• PROBLEM DESCRIPTION
How many lines in the entries below contain the word "clicks"? Reply with the number alone.

• SUPPLIED MATERIAL
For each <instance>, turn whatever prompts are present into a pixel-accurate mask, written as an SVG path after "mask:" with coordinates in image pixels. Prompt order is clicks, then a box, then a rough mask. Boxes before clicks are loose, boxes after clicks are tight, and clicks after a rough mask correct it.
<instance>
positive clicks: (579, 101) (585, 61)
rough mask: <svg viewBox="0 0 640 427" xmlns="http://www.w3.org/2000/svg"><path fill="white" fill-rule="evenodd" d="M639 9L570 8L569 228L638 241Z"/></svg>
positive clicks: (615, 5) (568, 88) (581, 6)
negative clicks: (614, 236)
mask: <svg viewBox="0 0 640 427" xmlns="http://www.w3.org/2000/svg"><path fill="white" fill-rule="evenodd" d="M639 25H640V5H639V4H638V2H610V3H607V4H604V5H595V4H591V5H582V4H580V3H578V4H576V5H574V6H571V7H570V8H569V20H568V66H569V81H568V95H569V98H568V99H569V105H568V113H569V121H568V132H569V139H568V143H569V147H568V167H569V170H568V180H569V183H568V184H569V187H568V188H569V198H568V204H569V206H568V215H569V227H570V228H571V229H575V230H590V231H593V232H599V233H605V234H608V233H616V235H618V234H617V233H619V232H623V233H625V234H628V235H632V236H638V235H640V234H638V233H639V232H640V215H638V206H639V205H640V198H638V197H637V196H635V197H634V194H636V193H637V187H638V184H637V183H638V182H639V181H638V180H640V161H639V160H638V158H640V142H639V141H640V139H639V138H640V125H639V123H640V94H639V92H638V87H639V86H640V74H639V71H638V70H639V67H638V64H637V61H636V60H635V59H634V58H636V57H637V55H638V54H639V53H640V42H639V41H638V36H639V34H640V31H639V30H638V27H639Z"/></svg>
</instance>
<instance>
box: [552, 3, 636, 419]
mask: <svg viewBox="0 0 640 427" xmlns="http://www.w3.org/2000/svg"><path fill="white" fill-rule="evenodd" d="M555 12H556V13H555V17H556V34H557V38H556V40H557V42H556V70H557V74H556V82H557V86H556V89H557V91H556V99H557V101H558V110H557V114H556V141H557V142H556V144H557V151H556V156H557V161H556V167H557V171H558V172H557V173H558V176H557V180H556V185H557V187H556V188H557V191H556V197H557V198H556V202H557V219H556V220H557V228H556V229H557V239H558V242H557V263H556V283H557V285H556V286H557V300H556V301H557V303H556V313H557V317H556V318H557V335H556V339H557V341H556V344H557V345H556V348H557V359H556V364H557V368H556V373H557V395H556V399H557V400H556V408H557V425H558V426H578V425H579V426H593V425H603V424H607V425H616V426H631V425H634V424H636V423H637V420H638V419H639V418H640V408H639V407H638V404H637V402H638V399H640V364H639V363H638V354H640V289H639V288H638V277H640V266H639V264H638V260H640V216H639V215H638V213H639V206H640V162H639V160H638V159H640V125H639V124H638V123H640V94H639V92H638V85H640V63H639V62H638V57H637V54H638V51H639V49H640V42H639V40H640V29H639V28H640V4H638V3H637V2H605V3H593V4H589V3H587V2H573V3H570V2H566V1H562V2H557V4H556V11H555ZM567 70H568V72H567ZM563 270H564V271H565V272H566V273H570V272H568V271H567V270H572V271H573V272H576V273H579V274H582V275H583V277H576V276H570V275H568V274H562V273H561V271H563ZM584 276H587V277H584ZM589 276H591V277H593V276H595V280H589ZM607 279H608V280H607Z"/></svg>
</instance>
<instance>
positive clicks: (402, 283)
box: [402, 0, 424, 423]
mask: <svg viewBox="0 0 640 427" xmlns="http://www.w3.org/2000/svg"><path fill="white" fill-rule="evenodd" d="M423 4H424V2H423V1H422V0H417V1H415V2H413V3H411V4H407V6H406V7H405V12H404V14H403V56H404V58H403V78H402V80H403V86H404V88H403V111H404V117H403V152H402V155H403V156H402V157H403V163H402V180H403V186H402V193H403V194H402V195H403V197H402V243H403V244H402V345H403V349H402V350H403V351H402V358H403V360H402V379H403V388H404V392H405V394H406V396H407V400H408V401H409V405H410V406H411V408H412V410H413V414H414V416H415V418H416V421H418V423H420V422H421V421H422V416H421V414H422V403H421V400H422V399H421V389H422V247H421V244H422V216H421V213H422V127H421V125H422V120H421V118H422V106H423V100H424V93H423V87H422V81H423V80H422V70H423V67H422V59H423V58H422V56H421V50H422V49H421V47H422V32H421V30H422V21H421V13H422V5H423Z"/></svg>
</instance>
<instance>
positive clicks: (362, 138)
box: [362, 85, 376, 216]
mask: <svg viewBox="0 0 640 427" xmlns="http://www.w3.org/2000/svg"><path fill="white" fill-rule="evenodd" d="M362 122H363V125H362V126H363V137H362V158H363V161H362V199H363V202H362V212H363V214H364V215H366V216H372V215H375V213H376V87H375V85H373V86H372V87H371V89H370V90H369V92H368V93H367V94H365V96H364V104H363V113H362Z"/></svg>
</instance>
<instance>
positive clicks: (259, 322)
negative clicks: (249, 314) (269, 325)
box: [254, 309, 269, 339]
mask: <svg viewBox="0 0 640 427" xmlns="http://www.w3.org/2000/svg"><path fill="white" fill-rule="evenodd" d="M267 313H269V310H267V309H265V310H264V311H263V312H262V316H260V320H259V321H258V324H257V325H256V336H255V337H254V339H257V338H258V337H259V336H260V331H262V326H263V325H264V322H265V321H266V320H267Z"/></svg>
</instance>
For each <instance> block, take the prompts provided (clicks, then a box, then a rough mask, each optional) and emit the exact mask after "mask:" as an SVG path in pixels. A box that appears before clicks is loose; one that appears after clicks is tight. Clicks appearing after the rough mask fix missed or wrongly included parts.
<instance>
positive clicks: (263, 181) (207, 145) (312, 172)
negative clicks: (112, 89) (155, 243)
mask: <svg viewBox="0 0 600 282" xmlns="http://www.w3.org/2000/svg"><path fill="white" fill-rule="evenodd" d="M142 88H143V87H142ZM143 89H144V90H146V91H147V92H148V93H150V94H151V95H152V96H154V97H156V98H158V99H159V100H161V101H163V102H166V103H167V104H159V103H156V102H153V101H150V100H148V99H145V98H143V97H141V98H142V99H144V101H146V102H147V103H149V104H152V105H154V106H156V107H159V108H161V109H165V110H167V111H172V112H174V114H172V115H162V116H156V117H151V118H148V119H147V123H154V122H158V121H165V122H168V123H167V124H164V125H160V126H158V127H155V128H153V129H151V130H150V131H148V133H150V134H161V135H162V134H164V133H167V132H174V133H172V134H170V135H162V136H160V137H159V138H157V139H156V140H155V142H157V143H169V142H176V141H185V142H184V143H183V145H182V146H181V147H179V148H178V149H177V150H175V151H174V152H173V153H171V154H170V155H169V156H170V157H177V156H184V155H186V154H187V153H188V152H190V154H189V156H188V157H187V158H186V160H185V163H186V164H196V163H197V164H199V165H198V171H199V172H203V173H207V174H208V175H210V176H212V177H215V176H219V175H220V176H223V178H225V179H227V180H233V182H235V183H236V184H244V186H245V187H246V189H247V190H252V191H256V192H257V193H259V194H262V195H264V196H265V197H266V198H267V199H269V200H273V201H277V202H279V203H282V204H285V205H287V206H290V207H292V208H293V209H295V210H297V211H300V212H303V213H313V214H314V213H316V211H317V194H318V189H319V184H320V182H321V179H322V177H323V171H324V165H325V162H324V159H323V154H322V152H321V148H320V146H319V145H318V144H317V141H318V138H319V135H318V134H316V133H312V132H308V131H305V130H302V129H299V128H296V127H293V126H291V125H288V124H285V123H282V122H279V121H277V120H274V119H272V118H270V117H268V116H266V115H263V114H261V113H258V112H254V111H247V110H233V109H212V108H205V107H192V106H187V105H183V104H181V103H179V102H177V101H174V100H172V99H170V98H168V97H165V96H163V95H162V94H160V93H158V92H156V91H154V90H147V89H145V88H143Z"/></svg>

• ANSWER TO THIS EXERCISE
11